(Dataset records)
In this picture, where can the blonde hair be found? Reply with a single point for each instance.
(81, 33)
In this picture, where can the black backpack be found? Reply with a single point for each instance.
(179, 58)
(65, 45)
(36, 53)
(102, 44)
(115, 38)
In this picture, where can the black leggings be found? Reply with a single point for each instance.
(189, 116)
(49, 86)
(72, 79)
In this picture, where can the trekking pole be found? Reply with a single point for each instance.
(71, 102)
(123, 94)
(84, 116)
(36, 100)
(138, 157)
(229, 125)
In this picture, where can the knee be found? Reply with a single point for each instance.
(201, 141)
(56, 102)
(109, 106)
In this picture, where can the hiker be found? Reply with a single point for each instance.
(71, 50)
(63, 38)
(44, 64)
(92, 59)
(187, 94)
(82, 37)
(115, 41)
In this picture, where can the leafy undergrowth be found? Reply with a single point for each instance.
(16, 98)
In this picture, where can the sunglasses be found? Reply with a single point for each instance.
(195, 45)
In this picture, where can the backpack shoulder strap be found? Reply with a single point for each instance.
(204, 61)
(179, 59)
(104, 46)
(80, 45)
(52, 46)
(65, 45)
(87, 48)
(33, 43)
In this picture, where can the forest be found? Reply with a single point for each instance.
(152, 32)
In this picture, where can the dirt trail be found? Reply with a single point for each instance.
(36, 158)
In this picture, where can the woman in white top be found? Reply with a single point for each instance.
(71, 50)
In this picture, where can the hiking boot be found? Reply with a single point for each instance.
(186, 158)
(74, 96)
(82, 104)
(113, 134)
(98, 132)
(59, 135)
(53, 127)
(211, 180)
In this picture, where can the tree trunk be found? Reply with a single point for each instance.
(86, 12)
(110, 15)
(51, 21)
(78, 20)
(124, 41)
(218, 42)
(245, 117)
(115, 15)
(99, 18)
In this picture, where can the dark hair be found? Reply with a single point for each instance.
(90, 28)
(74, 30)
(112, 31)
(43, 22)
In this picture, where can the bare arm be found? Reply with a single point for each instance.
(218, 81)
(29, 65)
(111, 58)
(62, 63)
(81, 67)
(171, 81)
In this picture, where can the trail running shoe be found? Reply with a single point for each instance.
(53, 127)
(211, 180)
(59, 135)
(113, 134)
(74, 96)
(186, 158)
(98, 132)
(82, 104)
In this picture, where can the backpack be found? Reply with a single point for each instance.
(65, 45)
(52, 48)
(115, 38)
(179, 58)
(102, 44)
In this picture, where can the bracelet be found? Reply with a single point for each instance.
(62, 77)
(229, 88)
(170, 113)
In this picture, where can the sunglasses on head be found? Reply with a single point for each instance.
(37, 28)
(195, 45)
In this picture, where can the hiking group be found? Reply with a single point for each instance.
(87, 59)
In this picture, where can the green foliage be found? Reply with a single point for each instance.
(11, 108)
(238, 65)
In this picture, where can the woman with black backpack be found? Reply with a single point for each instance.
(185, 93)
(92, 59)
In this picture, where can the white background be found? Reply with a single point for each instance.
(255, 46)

EXERCISE> Transcribe the full listing above without leaving anything out.

COMPLETED EXERCISE>
In this picture, where can the blonde hair be found? Reply with a single point for each instance.
(81, 33)
In this picture, where can the black backpack be found? Reply with a single point for each instance.
(179, 58)
(65, 45)
(36, 53)
(102, 44)
(115, 38)
In this picture, where can the black leggings be found? Reply with a single point for each instance.
(189, 116)
(49, 86)
(72, 79)
In this picture, where can the trekking pole be found? Reply with a single point for each instance.
(71, 102)
(123, 94)
(84, 116)
(36, 100)
(138, 157)
(229, 125)
In this picture, where can the knee be found? Reply with a single point for each instance.
(201, 141)
(56, 102)
(109, 106)
In this picture, where can the hiker be found? Reply with a single point for each instance.
(71, 50)
(63, 38)
(44, 64)
(92, 59)
(187, 94)
(82, 37)
(115, 41)
In this picture, where can the leafy undergrowth be found? Reply with a single point for each instance.
(16, 98)
In this picture, where can the sunglasses be found? Reply with a single point for each instance.
(195, 45)
In this picture, where can the backpack shoulder strap be found? Reply with a single point for each instance.
(204, 61)
(179, 59)
(104, 46)
(80, 45)
(52, 46)
(65, 45)
(87, 48)
(33, 43)
In this picture, where can the forest be found? Reply with a single point for each instance.
(152, 32)
In this picture, where can the dirt trail be found? Reply with a single point for each instance.
(36, 158)
In this picture, where can the woman in white top be found? Reply with a single point for each instance.
(71, 50)
In this picture, where can the hiking boot be found? Reply with a single point for each instance.
(186, 158)
(74, 96)
(82, 104)
(113, 134)
(98, 132)
(59, 135)
(53, 127)
(211, 180)
In this picture, where can the tree trunk be found? Reply with a single point for each instance.
(86, 12)
(110, 15)
(51, 21)
(78, 20)
(124, 41)
(218, 42)
(245, 117)
(115, 15)
(99, 18)
In this picture, where can the dark hair be found? Reply with a single point for each instance.
(90, 28)
(74, 30)
(112, 31)
(43, 22)
In this picture, where can the bare arm be found? Reply with a single point for each instance.
(218, 81)
(29, 65)
(111, 58)
(62, 63)
(81, 67)
(171, 81)
In this picture, where can the trail running shoe be found? Reply with a single point for each instance.
(53, 127)
(211, 180)
(59, 135)
(113, 134)
(74, 96)
(186, 158)
(98, 132)
(82, 104)
In this picture, where can the backpack be found? Reply with a single point for each instance.
(65, 45)
(52, 48)
(115, 38)
(179, 58)
(102, 44)
In this picture, where can the bracelet be found? Reply with a single point for each instance.
(62, 77)
(229, 88)
(170, 113)
In this picture, where can the sunglasses on head be found? Reply with a single point for each instance.
(37, 28)
(195, 45)
In this picture, where can the hiking group be found? Reply with a single point for each instance.
(87, 59)
In this picture, where can the green foliage be found? Reply with a single point for each instance.
(11, 108)
(238, 65)
In this picture, where can the woman with black backpack be found? Reply with a single point for each instance.
(185, 93)
(92, 59)
In this picture, where can the white background be found? Reply with a single point for each instance.
(255, 46)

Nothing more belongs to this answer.